EXERCISE INPUTS:
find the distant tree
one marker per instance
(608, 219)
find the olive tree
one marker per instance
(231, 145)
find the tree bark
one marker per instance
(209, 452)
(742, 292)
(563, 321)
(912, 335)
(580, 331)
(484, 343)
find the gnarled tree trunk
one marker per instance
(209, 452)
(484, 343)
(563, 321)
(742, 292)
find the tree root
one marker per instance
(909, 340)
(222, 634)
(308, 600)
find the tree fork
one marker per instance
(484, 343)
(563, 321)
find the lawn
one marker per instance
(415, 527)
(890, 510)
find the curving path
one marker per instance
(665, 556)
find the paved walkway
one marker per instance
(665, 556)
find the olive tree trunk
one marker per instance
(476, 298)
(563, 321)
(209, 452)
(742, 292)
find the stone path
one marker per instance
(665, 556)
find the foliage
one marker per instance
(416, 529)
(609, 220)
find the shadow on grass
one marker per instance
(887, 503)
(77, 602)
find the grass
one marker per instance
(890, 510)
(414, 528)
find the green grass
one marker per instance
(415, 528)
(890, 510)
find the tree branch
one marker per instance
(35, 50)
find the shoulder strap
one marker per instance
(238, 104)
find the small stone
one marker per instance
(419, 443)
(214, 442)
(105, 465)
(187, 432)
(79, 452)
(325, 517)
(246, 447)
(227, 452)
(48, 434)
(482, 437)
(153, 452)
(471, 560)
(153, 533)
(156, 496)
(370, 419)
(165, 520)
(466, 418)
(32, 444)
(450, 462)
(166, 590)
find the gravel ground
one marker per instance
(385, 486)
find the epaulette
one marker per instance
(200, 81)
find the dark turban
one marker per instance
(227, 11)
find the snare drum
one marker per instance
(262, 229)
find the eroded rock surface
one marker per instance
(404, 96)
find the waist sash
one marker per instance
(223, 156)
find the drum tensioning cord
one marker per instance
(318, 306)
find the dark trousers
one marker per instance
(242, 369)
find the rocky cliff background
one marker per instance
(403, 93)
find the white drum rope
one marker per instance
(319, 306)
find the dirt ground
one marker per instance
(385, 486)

TASK INSTRUCTIONS:
Every line of the material above should be transcribed as it stands.

RESULT FOR THIS TASK:
find the distant tree
one marker per instance
(608, 219)
find the olive tree
one marker per instance
(231, 145)
find the tree bark
one marker per instance
(209, 452)
(742, 292)
(563, 321)
(912, 335)
(580, 331)
(484, 343)
find the gnarled tree trunk
one marker per instance
(209, 452)
(484, 343)
(563, 321)
(742, 292)
find the tree root
one marker per instance
(909, 340)
(222, 634)
(308, 600)
find the tree fork
one marker per instance
(484, 343)
(563, 321)
find the lawn
one marker per instance
(415, 527)
(890, 510)
find the curving path
one marker per instance
(665, 556)
find the paved walkway
one marker per instance
(665, 556)
find the olive tree trunk
one marker per instance
(476, 298)
(563, 321)
(209, 452)
(742, 292)
find the stone path
one marker per instance
(665, 556)
find the foliage
one marker per instance
(416, 529)
(609, 220)
find the shadow on grass
one marker per instance
(887, 503)
(77, 602)
find the grass
one marker per instance
(890, 510)
(414, 528)
find the green grass
one marker per instance
(415, 528)
(890, 510)
find the tree branch
one marker per instance
(35, 50)
find the shoulder strap
one marker per instance
(238, 104)
find the small stone
one marker per instance
(419, 443)
(214, 442)
(105, 465)
(187, 432)
(79, 452)
(325, 517)
(246, 447)
(227, 452)
(48, 434)
(482, 437)
(153, 452)
(471, 560)
(153, 533)
(156, 496)
(370, 419)
(165, 520)
(466, 418)
(32, 444)
(450, 462)
(166, 590)
find the gravel ground
one marker per instance
(385, 486)
find the epaulette
one marker per instance
(200, 81)
find the dark turban
one marker per instance
(227, 11)
find the snare drum
one marker per instance
(262, 229)
find the eroded rock surface
one marker per instance
(404, 96)
find the waist sash
one marker per instance
(223, 156)
find the drum tensioning cord
one marker per instance
(318, 306)
find the dark trousers
one marker per instance
(242, 369)
find the rocky cliff background
one marker per instance
(403, 93)
find the white drum rope
one marker per instance
(319, 306)
find the dirt ground
one marker per instance
(385, 486)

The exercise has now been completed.